Selection —
Re: Listen / Notify - what to do when the queue is full

From: Joachim Wieland <joe(at)mcknight(dot)de>
To: Tom Lane <tgl(at)sss(dot)pgh(dot)pa(dot)us>
Cc: Simon Riggs <simon(at)2ndquadrant(dot)com>, Alvaro Herrera <alvherre(at)commandprompt(dot)com>, Jeff Davis <pgsql(at)j-davis(dot)com>, Greg Smith <greg(at)2ndquadrant(dot)com>, Heikki Linnakangas <heikki(dot)linnakangas(at)enterprisedb(dot)com>, "Florian G(dot) Pflug" <fgp(at)phlo(dot)org>, Josh Berkus <josh(at)agliodbs(dot)com>, pgsql-hackers(at)postgresql(dot)org, Arnaud Betremieux <arnaud(dot)betremieux(at)keyconsulting(dot)fr>
Subject: Re: Listen / Notify - what to do when the queue is full
Date: 2010-02-17 10:16:39
Message-ID: dc7b844e1002170216s3503f0fbta4148bf63361aaee@mail.gmail.com
Views: Raw Message | Whole Thread | Download mbox | Resend email
Thread:
Lists: pgsql-hackers

On Tue, Feb 16, 2010 at 11:41 PM, Tom Lane <tgl(at)sss(dot)pgh(dot)pa(dot)us> wrote:
> Joachim Wieland <joe(at)mcknight(dot)de> writes:
>> [ listen/notify patch ]
>
> I found a number of implementation problems having to do with wraparound
> behavior and error recovery.  I think they're all fixed, but any
> remaining bugs are probably my fault not yours.

Raw data —
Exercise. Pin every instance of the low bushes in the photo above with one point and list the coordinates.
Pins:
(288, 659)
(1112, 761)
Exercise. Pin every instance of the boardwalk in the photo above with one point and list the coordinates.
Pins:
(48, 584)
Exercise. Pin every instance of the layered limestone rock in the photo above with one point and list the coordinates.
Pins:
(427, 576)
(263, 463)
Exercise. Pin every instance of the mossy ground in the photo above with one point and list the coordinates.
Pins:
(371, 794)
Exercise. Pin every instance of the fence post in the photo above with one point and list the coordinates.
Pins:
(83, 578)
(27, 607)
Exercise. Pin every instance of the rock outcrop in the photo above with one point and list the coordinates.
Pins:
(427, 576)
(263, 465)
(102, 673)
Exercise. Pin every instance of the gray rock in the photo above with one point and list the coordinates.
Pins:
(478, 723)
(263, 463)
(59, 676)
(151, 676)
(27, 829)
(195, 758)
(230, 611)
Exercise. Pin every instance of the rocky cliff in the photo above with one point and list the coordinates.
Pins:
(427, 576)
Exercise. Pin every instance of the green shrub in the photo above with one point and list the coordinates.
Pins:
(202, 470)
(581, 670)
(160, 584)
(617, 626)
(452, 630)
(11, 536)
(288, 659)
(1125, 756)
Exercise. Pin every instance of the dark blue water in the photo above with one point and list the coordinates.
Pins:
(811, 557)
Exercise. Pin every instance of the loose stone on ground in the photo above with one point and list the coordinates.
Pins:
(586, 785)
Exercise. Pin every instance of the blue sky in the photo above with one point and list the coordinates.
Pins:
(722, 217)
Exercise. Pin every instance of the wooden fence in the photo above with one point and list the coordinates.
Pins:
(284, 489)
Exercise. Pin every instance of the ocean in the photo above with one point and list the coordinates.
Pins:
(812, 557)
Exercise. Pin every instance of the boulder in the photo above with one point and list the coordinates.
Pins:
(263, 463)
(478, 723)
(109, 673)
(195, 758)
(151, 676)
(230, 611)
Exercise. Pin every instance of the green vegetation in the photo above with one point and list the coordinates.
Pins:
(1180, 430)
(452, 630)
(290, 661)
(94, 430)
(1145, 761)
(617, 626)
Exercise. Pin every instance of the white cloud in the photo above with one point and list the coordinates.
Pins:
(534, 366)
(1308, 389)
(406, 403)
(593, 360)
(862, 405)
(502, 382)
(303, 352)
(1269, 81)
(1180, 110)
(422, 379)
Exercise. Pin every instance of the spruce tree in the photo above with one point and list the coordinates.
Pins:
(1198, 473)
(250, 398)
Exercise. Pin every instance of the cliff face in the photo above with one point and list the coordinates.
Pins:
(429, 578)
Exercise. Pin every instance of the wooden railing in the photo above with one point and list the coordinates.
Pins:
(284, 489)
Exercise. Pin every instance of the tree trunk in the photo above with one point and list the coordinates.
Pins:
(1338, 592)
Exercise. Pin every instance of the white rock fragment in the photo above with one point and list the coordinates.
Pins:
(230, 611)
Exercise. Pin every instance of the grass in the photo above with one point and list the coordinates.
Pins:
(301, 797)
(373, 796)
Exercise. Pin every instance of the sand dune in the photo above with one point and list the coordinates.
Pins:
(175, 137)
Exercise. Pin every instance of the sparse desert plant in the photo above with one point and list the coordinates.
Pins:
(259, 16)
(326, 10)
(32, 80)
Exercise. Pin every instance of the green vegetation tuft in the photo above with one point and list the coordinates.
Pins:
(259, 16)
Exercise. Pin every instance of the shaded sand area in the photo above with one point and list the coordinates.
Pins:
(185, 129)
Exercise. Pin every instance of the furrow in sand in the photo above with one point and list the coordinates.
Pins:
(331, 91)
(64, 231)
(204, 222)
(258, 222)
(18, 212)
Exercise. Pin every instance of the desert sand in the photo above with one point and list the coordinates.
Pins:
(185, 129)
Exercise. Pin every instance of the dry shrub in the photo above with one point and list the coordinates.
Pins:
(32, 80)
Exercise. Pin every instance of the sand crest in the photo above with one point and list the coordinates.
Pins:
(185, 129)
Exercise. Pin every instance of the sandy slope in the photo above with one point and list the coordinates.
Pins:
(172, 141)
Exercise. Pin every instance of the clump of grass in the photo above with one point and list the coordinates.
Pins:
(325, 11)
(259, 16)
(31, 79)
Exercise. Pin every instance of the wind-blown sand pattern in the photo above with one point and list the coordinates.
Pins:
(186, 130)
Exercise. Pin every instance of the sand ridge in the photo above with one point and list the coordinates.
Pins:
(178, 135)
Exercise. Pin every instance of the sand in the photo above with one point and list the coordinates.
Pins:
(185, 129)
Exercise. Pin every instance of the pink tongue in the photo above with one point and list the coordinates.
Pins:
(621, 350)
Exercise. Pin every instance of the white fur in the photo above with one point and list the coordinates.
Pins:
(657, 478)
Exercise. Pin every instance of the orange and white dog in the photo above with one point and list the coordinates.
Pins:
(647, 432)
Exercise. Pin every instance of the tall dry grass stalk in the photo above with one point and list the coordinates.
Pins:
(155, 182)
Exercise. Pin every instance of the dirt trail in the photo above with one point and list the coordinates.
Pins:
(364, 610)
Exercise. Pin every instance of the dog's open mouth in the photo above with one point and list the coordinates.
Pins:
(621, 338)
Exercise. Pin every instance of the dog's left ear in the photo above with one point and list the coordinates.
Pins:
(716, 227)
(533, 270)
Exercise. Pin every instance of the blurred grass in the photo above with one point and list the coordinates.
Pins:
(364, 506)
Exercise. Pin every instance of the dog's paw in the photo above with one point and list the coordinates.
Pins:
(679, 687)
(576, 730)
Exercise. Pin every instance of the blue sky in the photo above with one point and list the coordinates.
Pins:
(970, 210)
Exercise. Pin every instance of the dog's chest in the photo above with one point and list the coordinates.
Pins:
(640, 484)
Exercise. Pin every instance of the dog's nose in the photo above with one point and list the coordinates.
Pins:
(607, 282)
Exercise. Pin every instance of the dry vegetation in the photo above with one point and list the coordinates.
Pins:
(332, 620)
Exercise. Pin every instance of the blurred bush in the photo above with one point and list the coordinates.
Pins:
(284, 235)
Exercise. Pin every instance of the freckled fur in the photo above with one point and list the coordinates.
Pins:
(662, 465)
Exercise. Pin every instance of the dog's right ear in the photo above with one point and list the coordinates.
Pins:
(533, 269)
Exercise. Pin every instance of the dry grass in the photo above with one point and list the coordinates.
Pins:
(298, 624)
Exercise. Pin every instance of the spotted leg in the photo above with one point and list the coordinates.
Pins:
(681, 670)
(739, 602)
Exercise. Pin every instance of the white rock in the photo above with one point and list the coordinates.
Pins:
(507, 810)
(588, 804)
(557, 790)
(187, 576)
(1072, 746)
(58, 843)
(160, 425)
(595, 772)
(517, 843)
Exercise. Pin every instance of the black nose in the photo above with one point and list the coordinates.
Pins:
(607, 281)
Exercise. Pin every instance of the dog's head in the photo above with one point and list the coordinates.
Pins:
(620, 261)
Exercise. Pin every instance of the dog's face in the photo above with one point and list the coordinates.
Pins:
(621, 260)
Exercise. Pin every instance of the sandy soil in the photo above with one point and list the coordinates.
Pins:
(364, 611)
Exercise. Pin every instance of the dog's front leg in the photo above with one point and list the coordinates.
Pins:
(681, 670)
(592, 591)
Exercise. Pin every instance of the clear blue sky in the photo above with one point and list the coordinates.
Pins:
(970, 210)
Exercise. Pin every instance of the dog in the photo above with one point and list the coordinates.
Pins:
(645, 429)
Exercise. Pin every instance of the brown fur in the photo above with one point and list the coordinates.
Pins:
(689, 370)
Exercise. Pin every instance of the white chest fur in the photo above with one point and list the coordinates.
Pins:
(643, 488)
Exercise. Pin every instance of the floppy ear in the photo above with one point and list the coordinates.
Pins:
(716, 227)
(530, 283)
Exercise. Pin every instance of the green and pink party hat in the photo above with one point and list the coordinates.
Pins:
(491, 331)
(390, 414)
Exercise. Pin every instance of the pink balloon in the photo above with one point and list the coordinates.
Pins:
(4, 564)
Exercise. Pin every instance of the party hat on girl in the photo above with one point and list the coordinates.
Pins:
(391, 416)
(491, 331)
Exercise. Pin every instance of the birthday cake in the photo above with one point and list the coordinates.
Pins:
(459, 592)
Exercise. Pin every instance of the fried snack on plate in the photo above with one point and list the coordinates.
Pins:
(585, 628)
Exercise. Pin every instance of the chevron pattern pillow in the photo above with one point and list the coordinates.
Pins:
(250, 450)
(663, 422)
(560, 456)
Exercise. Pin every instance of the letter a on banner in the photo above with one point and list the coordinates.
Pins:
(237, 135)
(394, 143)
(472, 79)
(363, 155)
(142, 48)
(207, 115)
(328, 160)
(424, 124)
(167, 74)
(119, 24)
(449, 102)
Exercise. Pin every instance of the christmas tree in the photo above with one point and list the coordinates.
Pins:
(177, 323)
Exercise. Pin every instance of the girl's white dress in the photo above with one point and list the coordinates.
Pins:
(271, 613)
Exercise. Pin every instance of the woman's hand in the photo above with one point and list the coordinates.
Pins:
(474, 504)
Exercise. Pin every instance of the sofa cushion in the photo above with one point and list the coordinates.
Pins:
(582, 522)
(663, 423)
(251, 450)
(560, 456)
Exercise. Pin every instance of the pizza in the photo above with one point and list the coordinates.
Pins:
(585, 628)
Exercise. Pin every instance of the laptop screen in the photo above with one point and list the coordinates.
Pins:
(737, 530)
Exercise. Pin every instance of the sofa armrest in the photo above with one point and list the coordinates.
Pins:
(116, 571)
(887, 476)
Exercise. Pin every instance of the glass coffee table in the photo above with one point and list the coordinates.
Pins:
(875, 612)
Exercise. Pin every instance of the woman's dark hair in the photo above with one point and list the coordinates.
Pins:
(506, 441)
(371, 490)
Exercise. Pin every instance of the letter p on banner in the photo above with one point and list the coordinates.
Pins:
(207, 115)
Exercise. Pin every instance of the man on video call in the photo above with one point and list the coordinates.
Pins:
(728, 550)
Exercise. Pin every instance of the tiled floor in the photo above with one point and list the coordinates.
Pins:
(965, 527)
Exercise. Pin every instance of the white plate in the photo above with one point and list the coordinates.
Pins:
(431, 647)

Challenge 1 —
Summarize the message in two sentences.
Challenge 2 —
Extract the part of the message that opens with the words containing "On Tue, Feb" and closes with "fault not yours.".
You won't need the lines for anything here.

Exercise output 1 —
In a reply dated 2010-02-17 on the pgsql-hackers list, Joachim Wieland responds to Tom Lane in the thread "Listen / Notify - what to do when the queue is full." The quoted part has Tom Lane reporting that he found implementation problems with wraparound behavior and error recovery in the listen/notify patch, that he thinks they are all fixed, and that any remaining bugs are probably his own fault.

Exercise output 2 —
On Tue, Feb 16, 2010 at 11:41 PM, Tom Lane <tgl(at)sss(dot)pgh(dot)pa(dot)us> wrote:
> Joachim Wieland <joe(at)mcknight(dot)de> writes:
>> [ listen/notify patch ]
>
> I found a number of implementation problems having to do with wraparound
> behavior and error recovery.  I think they're all fixed, but any
> remaining bugs are probably my fault not yours.